Objetivo do exercício: Prossiga com a entrevista sobre a primavera árabe e a situação na Líbia, começando logo após a última frase apresentada.
== Fonte
Os bispos católicos do norte da África (Marrocos, Argélia, Tunísia, Líbia), unem o apelo do Papa, lançado no último dia 27 de março, a uma solução diplomática na Líbia, destacando que tal intervenção deve "levar em consideração as aspirações à liberdade e à cidadania responsável".
Dom Vincent Landel, arcebispo de Rabat e presidente da Conferência Episcopal das Regiões do Norte de África (CERNA), explica, nesta entrevista a ZENIT, como nasceu a revolução na terra de Khadafi e as aspirações dos jovens, verdadeiros promotores da mudança. Uma proposta, finalmente, para frear os enormes fluxos migratórios dos últimos meses, agravados pelos acontecimentos do continente africano.
Muitos observadores falam de uma primavera do mundo árabe que pegou de surpresa o Ocidente. O que o senhor acha disso?
Dom Landel: Eu acho que esta é realmente uma "primavera", porque é algo que se vê que quer nascer. E como todo nascimento, surgem umas fases que devem ser atravessadas e problemas que devem ser superados, especialmente por aqueles que estão em dificuldade, porque eles nunca tiveram a oportunidade de se expressar...
Embora não se possa negar que o que está em jogo é o elemento político, a gota d'água em tudo isso foi o mal-estar social. Foi uma surpresa que, nesta forte expressão da vontade popular, os manifestantes não se tenham deixado manipular por este ou aquele partido, seja político ou religioso. Eles souberam ser vigilantes, passando por uma "purificação política e social". Não se deixaram seduzir nem se venderam.
Por trás destas insurreições está o povo, se não todo, pelo menos uma categoria muito concreta de pessoas: os jovens, formados e desempregados, frustrados, sem trabalho, sem casa, sem perspectivas.
====
== Extratos dos registros
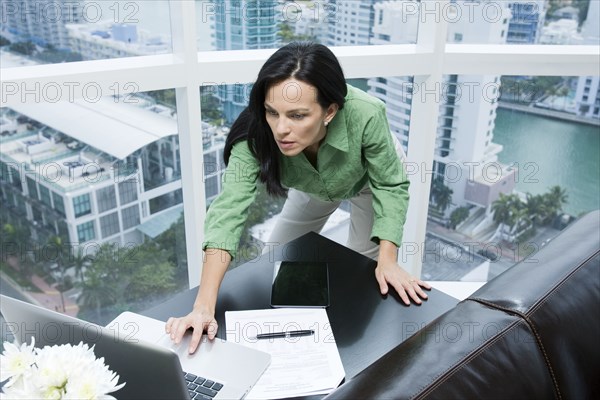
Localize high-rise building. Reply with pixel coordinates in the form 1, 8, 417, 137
368, 1, 514, 225
2, 0, 86, 50
215, 0, 279, 123
506, 0, 548, 44
323, 0, 381, 46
====
Resposta do exercício:
Dom Landel: É verdade, não é todo o povo, porque em cada país há pessoas que se aproveitam do regime existente ou que não estão prontas para a mudança. No entanto, o motivo dessas mudanças foi "o apelo à liberdade, à dignidade, à justiça", de pessoas que, forçadas à submissão, decidiram se tornar cidadãs responsáveis. Nunca houve um desejo de restrição religiosa. São os jovens desempregados e formados, os representantes de todos os excluídos da sociedade, que não têm emprego, habitação decente e nem sempre têm uma boa educação. Assim também é a classe média, que, embora tenha uma ocupação, não está no poder e vê seu futuro se fechando no horizonte.
As relações entre cristãos e muçulmanos: para o senhor, estão unidos na luta pela democracia e na resolução das injustiças sociais?
Dom Landel: Do pouco que sei sobre o Oriente Médio, essas "revoluções" não tocaram nunca a esfera religiosa. Também no Egito vimos os jovens muçulmanos e cristãos se manifestarem no mesmo lugar, orgulhosos da sua própria fé e da sua cidadania. São os egípcios, portanto, em sua totalidade, os que derrubaram o regime. Em muitos países ocidentais se tem medo, no entanto, de que os partidos religiosos extremistas tomem o poder. Eu realmente acho que os jovens não estão dispostos deixar que sua própria revolução seja roubada. Talvez tenham sido "extremistas", mas quando havia um regime autoritário. Nesta nova realidade, estão se tornando, no entanto, muito mais moderados.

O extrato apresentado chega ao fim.